*** Opening of EXTRACT ***

Thursday, October 14, 2010

3d DCA Watch -- Exciting New Changes in the Bunker!

Slim pickings inside the concrete hall of justice, kids.

Maybe it's because while the 1st DCA fends off calls by Governor Crist and Alex Sink to have the JQC investigate its letter-writing Chief Judge, our own Robed Ones have been delighting in a new coffee pot in the attorney's lounge which - rumor has it -- apparently includes genuine vending machine paper coffee cups with a wild card on the bottom!

Extravagant, even decadent perhaps, but the denizens who toil inside the bunker deserve nothing less.

So enjoy your flat screen empty, granite top missing, 100% African Sapele wood-free 3d DCA roundup:

Deno v. Lifemark Hospital:

Why would anyone voluntarily arbitrate under this med mal statute?

Barnett v. Bank of America:

Am I reading this wrong or did the bank allegedly try to intentionally injure its Bay Harbor employees?

Centennial v. Dolomite:

Judge Schwartz, in a vigorous dissent, has an aggravated case of "law of the case."

I had this once.

May I suggest some hydrocortisone cream and a nice oatmeal bath?


Anonymous said...

Judge Ramirez looks great!

Anonymous said...

Why would anyone voluntarily arbitrate? If the defendant makes the offer and plaintiff accepts, liability is admitted and the non-economic damages are limited to $250,000.00 at arbitration. If plaintiff declines arbitration, he must then prove liability at trial and non-economic damages will be limited to $350,000.00. So, the question is, is it really worth it to litigate a med mal case for 2 years for a maximum potential gain of $100,000.00? Plaintiff is screwed either way.

*** Close of EXTRACT ***
*** Opening of INPUT DATA ***

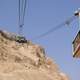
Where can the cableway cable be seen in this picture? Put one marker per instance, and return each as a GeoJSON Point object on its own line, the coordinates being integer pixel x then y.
{"type": "Point", "coordinates": [67, 22]}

*** Close of INPUT DATA ***

### QUESTIONS
1. Transcribe the part of the 3d DCA blog post above, starting with "Extravagant, even decadent" and going on through "med mal statute?".
2. List every court case that the 3d DCA blog post above names in its roundup.
3. Extend the blog post about the 3d DCA roundup, picking up after its last reader comment.

### ANSWERS TO THE EXERCISES
1.
Extravagant, even decadent perhaps, but the denizens who toil inside the bunker deserve nothing less.

So enjoy your flat screen empty, granite top missing, 100% African Sapele wood-free 3d DCA roundup:

Deno v. Lifemark Hospital:

Why would anyone voluntarily arbitrate under this med mal statute?

2.
Deno v. Lifemark Hospital
Barnett v. Bank of America
Centennial v. Dolomite

3.
Anonymous said...

Shumie time!

fake Glennzilla said...

I’m convinced that drug prohibition, and especially the "War on Drugs" which enables it, is going to be one of those policies which, decades from now, future generations will be completely unable to understand how we could have tolerated. So irrational and empirically false are the justifications for drug prohibition, and so costly is the War waged in its name, that it is difficult to imagine a more counter-productive policy than this (that's why public opinion is inexorably realizing this despite decades of Drug War propaganda and the absence of any real advocacy for decriminalization on the part of national political leaders). In that regard, and in virtually every other, the War on Drugs is a mirror image of the War on Terror: sustained with the same deceitful propaganda, driven by many of the same motives, prosecuted with similar templates, and destructive in many of the same ways.